##### Texto proporcionado #####
Eso es exactamente lo que, según sus propias declaraciones, ha hecho al elaborar las sucesivas listas electorales de su partido e, incluso, a la hora de asignar responsabilidades de Gobierno. Y otro tanto cabe decir del uso de las facilidades que el Estado pone a disposición del primer ministro para cumplir con sus responsabilidades institucionales. Transportar invitados a fiestas privadas no es tarea de los aviones oficiales, poco importa a estos efectos que se trate de bailarinas o presentadoras de televisión. Y el hecho de que el primer ministro hiciera aprobar en 2008 una ley que abría los vuelos de Estado a cualquier acompañante no le ofrece una cobertura jurídica, sino que evidencia un flagrante abuso de poder.
#####
**Instrucciones**
Transcribe, por favor, el texto proporcionado completo y sin ningún cambio. El listado no hace falta para resolver esto.
##### Datos mostrados #####
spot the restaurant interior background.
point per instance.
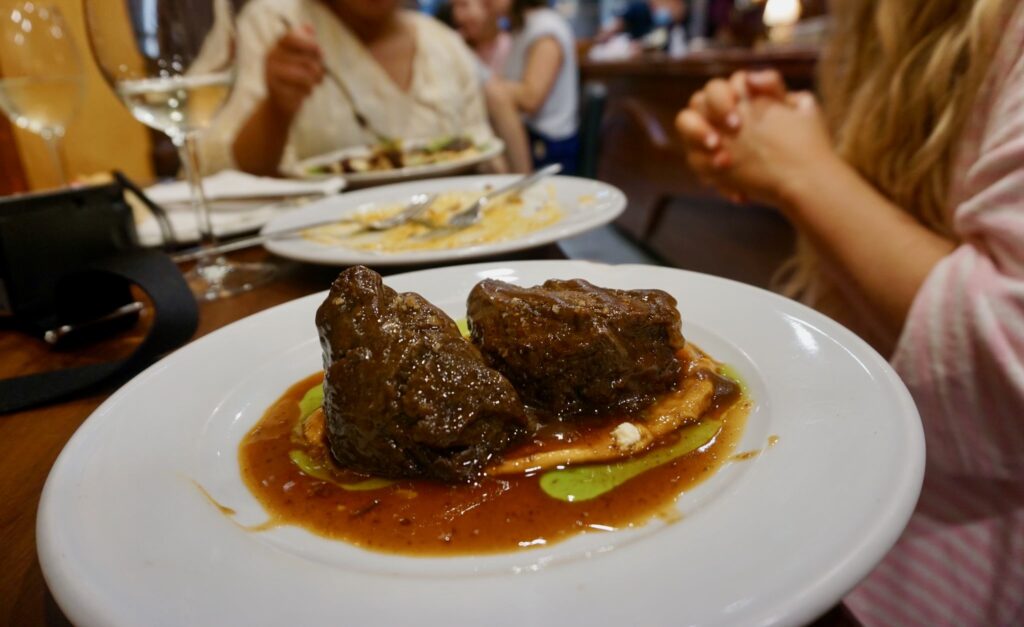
(643, 94)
#####
**Solución del ejercicio**
Eso es exactamente lo que, según sus propias declaraciones, ha hecho al elaborar las sucesivas listas electorales de su partido e, incluso, a la hora de asignar responsabilidades de Gobierno. Y otro tanto cabe decir del uso de las facilidades que el Estado pone a disposición del primer ministro para cumplir con sus responsabilidades institucionales. Transportar invitados a fiestas privadas no es tarea de los aviones oficiales, poco importa a estos efectos que se trate de bailarinas o presentadoras de televisión. Y el hecho de que el primer ministro hiciera aprobar en 2008 una ley que abría los vuelos de Estado a cualquier acompañante no le ofrece una cobertura jurídica, sino que evidencia un flagrante abuso de poder.